- Consignes:
1. Relevez toutes les expressions placées entre guillemets dans le fil de discussion sur les comics.
2. Recopiez à l'identique un passage du fil de discussion sur les comics : commencez aux mots "On aimerait bien" et arrêtez-vous après les mots "J’ai adoré.".

- Texte présenté:
────────────────

On aimerait bien le connaître, ce grand moment d’émotion, nous pauvres petits lecteurs Français allergiques à la VO.

Gnagnagna.
:wink:

Jim

Pas lu ni Invisibles, ni Animal Man.
Filth m’a laissé de marbre, mais j’étais sûrement trop jeune/inexpérimenté en comics.

J’ai terminé de le lire en vf (j’avais pas tout compris sur la fin en VO).

J’ai adoré.

Du grand art.

C’est peut-être ça qui gêne certains lecteurs…

J’aime beaucoup ces 2 pages d Animal Man dont je ne connais strictement rien si ce n’est que le passage dans 52. Ça transpire l’émotion à venir.
Merci.

Toute la série est bien, avec son discours écolo (« antispéciste », on dirait aujourd’hui), mais il y a bientôt la dimension « quatrième mur », qui s’impose au fil des récits et qui prend une importance inattendue. Et tout le « monde des limbes » dans lequel croupissent les héros oubliés, que traverse Superman à la hauteur de Final Crisis, c’est déjà dans Animal Man.

────────────────

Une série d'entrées
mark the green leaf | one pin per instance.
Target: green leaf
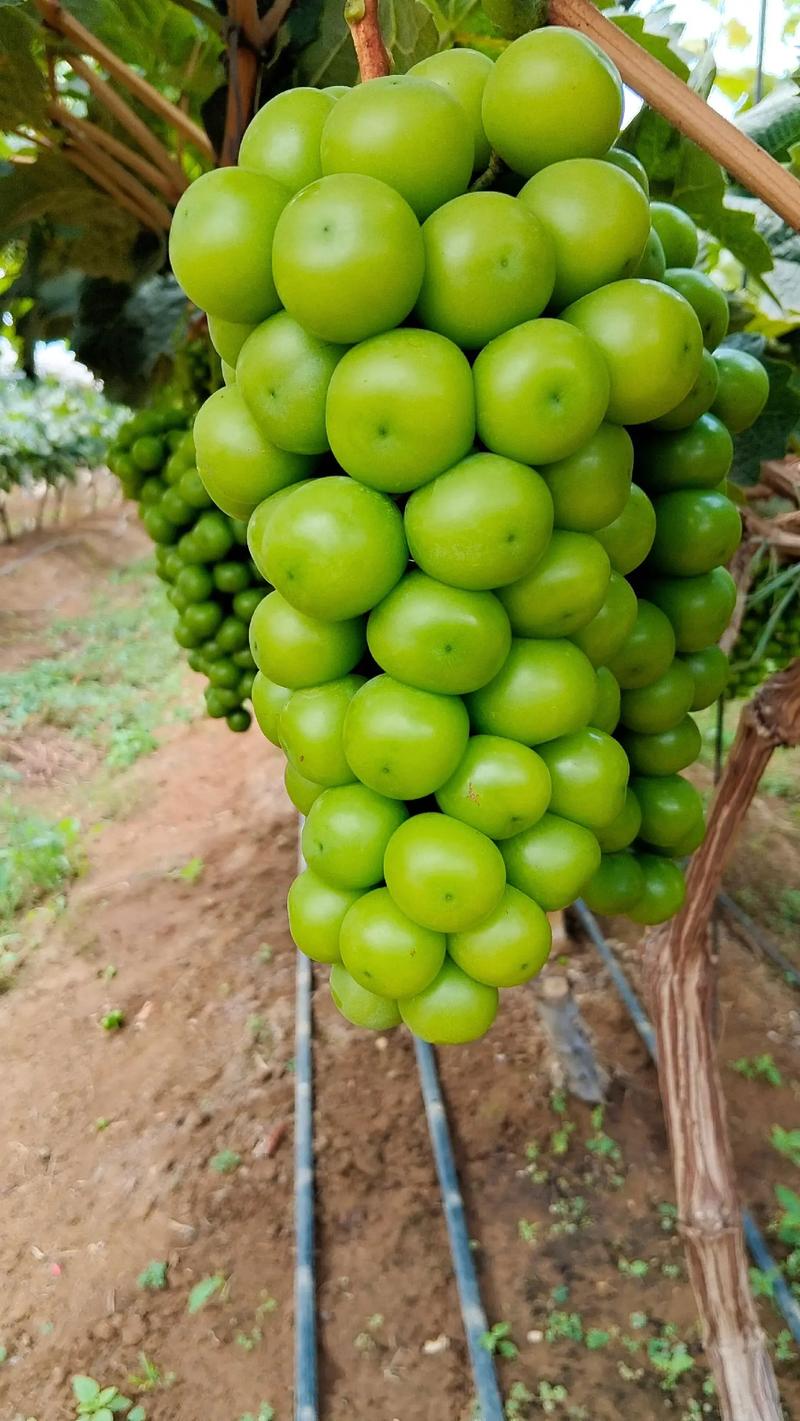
(85, 1389)
(699, 189)
(203, 1290)
(769, 436)
(515, 17)
(174, 47)
(22, 81)
(409, 31)
(775, 122)
(660, 43)
(409, 34)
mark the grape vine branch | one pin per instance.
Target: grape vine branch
(681, 972)
(685, 110)
(367, 40)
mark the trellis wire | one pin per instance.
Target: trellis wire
(768, 947)
(306, 1397)
(753, 1235)
(473, 1316)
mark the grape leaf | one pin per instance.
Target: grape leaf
(88, 229)
(775, 122)
(22, 81)
(657, 41)
(515, 17)
(122, 331)
(409, 34)
(769, 436)
(162, 39)
(692, 179)
(699, 189)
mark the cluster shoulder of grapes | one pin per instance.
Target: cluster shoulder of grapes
(201, 554)
(769, 634)
(480, 438)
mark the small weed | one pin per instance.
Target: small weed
(600, 1143)
(789, 904)
(552, 1396)
(225, 1163)
(103, 1403)
(189, 873)
(534, 1167)
(669, 1359)
(563, 1327)
(519, 1401)
(783, 1349)
(249, 1340)
(36, 858)
(787, 1224)
(498, 1342)
(596, 1337)
(668, 1214)
(633, 1266)
(151, 1377)
(259, 1029)
(154, 1276)
(758, 1067)
(560, 1137)
(267, 1305)
(786, 1143)
(762, 1283)
(203, 1292)
(571, 1215)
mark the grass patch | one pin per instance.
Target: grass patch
(111, 678)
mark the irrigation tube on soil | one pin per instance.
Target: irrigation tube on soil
(463, 1268)
(768, 947)
(753, 1235)
(304, 1281)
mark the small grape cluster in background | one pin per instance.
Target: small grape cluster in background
(201, 554)
(769, 634)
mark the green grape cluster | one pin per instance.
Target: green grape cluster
(769, 634)
(485, 640)
(201, 554)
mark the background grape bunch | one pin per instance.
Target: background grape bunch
(201, 554)
(485, 641)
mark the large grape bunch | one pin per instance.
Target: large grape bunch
(201, 554)
(769, 635)
(426, 419)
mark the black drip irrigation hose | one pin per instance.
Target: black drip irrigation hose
(766, 944)
(473, 1316)
(753, 1235)
(475, 1325)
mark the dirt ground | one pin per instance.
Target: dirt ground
(120, 1147)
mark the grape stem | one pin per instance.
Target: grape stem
(489, 176)
(367, 40)
(681, 981)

────────────────

- Réponses:
1.
« antispéciste »
« quatrième mur »
« monde des limbes »

2.
On aimerait bien le connaître, ce grand moment d’émotion, nous pauvres petits lecteurs Français allergiques à la VO.

Gnagnagna.
:wink:

Jim

Pas lu ni Invisibles, ni Animal Man.
Filth m’a laissé de marbre, mais j’étais sûrement trop jeune/inexpérimenté en comics.

J’ai terminé de le lire en vf (j’avais pas tout compris sur la fin en VO).

J’ai adoré.